• **Aim of the task**: Can the data below be set down again exactly, line for line?

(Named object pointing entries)

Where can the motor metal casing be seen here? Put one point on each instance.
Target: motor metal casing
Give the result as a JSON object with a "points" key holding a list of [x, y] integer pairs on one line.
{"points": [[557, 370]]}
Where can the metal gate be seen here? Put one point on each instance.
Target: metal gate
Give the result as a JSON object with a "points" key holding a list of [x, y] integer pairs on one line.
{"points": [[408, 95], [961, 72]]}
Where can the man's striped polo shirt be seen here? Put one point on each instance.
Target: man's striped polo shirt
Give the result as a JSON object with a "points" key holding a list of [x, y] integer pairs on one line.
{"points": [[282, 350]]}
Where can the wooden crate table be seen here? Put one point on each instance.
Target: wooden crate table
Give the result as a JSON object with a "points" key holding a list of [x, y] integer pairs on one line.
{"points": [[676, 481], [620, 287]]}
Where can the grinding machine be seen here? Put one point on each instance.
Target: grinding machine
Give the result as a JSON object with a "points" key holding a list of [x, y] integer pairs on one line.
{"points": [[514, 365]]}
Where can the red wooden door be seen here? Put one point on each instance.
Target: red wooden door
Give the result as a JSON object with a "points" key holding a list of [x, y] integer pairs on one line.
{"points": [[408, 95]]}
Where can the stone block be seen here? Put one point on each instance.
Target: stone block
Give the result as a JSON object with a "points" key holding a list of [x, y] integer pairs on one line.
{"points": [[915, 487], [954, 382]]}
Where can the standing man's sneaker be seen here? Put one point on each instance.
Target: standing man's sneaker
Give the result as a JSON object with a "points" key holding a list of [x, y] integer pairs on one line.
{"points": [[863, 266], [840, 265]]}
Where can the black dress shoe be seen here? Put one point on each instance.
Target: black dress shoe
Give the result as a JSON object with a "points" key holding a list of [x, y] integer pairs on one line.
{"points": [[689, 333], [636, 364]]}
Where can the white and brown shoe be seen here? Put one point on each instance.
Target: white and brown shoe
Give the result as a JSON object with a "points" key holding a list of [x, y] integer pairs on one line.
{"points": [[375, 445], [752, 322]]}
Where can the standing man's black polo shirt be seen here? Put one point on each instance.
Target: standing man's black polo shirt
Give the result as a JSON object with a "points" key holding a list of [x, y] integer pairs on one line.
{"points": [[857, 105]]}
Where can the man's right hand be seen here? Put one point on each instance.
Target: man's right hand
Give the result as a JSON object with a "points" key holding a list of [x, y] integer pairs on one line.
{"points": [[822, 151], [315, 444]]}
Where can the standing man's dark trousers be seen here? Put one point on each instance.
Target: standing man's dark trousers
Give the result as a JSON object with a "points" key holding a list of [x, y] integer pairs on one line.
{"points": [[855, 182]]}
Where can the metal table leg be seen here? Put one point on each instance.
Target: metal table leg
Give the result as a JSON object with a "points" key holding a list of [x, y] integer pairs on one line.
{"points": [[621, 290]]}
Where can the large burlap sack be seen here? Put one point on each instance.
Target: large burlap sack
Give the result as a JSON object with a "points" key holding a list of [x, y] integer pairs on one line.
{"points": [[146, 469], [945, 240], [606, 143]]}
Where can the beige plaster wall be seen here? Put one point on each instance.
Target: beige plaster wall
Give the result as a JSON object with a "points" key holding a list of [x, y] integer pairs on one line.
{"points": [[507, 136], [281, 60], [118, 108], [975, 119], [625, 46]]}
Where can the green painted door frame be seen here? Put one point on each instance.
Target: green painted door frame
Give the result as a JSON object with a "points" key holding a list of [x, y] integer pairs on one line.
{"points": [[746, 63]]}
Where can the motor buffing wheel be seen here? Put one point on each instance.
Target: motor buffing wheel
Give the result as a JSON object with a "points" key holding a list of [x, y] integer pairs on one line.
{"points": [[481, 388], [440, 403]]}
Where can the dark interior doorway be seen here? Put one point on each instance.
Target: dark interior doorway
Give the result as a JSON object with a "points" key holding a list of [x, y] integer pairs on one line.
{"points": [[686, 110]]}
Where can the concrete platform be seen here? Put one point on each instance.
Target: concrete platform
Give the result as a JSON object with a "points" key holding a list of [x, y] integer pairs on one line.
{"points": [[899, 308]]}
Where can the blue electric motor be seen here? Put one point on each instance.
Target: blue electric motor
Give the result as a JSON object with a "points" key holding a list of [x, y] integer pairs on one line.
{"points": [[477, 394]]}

• **Response to this exercise**:
Where can the motor metal casing be seen here? Put one point on each instance.
Target: motor metal casing
Give the result as a JSON object with a "points" key holding a list of [x, y] integer pairs on one line.
{"points": [[557, 370]]}
Where can the metal gate be seen here? Put one point on each instance.
Target: metal gate
Give the result as a JSON object with a "points" key holding a list of [x, y] integer pairs on one line.
{"points": [[408, 95], [961, 72]]}
Where can the man's striped polo shirt be seen here? Put one point on each instance.
Target: man's striped polo shirt
Give the result as a JSON object with a "points" key holding a list of [x, y] integer pairs on one line.
{"points": [[282, 350]]}
Where can the wooden crate table be seen here? Put one point on each instance.
Target: wooden crate table
Give the result as a JSON object with a "points" key holding a list of [x, y] integer pairs on one line.
{"points": [[676, 481], [620, 287]]}
Where can the grinding machine be seen here? Put one point on each instance.
Target: grinding machine
Give the result as a JSON object with a "points" key holding a list of [x, y] integer pairs on one line.
{"points": [[514, 365]]}
Where can the red wooden door be seen here? Put one point on each instance.
Target: red wooden door
Give the result as a JSON object with a "points" key holding a list of [x, y] integer pairs on one line.
{"points": [[408, 95]]}
Where can the stone block be seen here? Put one point on each instance.
Target: stone block
Give the result as a JSON object with a "points" key holding a list of [x, y] integer pairs on one line.
{"points": [[915, 487], [954, 382]]}
Where can the standing man's sneaker be seen here? Put one point on each instance.
Target: standing man's sneaker
Give the result as a JSON object with a "points" key holding a list of [x, y] integer pairs on one line.
{"points": [[863, 266], [840, 265]]}
Where can the black dress shoe be seen here? Put one point on each instance.
Target: black dress shoe
Give the result as a JSON object with a "points" key holding a list of [x, y] integer pairs on one line.
{"points": [[689, 333], [636, 364]]}
Where can the white and brown shoe be seen here? Put one point on each instance.
Target: white and brown shoe
Give the result as a JSON object with a "points" key holding a list of [x, y] integer pairs on one line.
{"points": [[375, 445], [752, 322]]}
Where can the standing man's black polo shirt be seen here? Put one point on each instance.
Target: standing man's black polo shirt
Give the result as a JSON object with a "points" key holding a list of [x, y] integer pairs on one line.
{"points": [[857, 105]]}
Where can the man's right hand be seen here? Put one point on each instance.
Target: man's right hand
Give the result as a JSON object with a "points" key holding a list of [x, y] integer pairs on one line.
{"points": [[822, 151], [315, 444]]}
Where can the standing man's dark trousers be seen here? Put one point on each instance.
Target: standing man's dark trousers
Give the result as a JSON object with a "points" key holding a list of [x, y] integer pairs on one line.
{"points": [[855, 182]]}
Where can the metal table leg be seen here? Put one point on each instance.
Target: metal table leg
Give the result as a JSON object with a "points" key holding a list of [x, y] integer pairs on one line.
{"points": [[621, 290]]}
Where can the large burlap sack be seen here? Put one point on each instance.
Target: large burlap sack
Give the result as a JSON object with a "points" key holding a list of [x, y] integer pairs on one line.
{"points": [[146, 469], [945, 240], [606, 143]]}
Where can the beige plaster wall be seen here? Put one point on each instance.
Target: beige plaster wall
Give the result as a JSON object with a "points" key holding a list of [x, y] integer pairs on one line.
{"points": [[507, 136], [281, 60], [118, 108], [975, 119], [625, 46]]}
Where can the green painted door frame be seen here? Put one point on each instance.
Target: green painted door frame
Give the result as a JSON object with a "points" key holding a list of [x, y] integer pairs on one line.
{"points": [[746, 63]]}
Where can the motor buffing wheel be seen here? Put one point on each instance.
Target: motor buffing wheel
Give the result as a JSON object with a "points" key holding a list of [x, y] integer pairs on one line.
{"points": [[481, 388], [440, 403]]}
Where can the dark interior doorway be seen here? Put one point on each instance.
Target: dark interior doorway
Give the result as a JSON object with a "points" key holding a list of [x, y] integer pairs on one line.
{"points": [[686, 110]]}
Where can the concrete platform be seen here? Put one point on each instance.
Target: concrete platform
Give the result as a JSON object with a "points" key holding a list of [x, y] integer pairs on one line.
{"points": [[899, 308]]}
Where can the blue electric motor be seen here? Put one point on each instance.
Target: blue electric motor
Give the result as a JSON object with a "points" key holding a list of [x, y] integer pairs on one line.
{"points": [[477, 394]]}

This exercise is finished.